INFORMATION SUPPLIED:
----

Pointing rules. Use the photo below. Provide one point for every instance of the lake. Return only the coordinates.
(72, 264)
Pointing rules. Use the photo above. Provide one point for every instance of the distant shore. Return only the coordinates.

----

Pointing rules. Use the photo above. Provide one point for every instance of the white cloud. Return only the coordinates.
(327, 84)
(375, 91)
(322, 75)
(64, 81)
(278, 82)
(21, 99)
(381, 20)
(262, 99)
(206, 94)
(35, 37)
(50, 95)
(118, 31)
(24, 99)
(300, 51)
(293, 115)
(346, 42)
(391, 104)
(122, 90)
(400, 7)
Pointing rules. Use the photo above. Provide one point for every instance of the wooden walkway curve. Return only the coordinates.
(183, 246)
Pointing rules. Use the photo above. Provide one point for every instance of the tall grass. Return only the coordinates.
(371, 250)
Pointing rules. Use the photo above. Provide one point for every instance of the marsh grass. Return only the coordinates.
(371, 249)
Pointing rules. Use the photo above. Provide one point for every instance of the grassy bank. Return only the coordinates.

----

EXERCISE AIM:
Rewrite the records from the line with "marsh grass. Return only the coordinates." to the line with "bank. Return only the coordinates.", requests included, raising every coordinate in the answers by 115.

WRITTEN ANSWER:
Pointing rules. Use the photo above. Provide one point for every instance of the marsh grass. Return only the coordinates.
(486, 364)
Pointing rules. Use the photo above. Provide one point for every instance of the grassy bank. Return only the coordinates.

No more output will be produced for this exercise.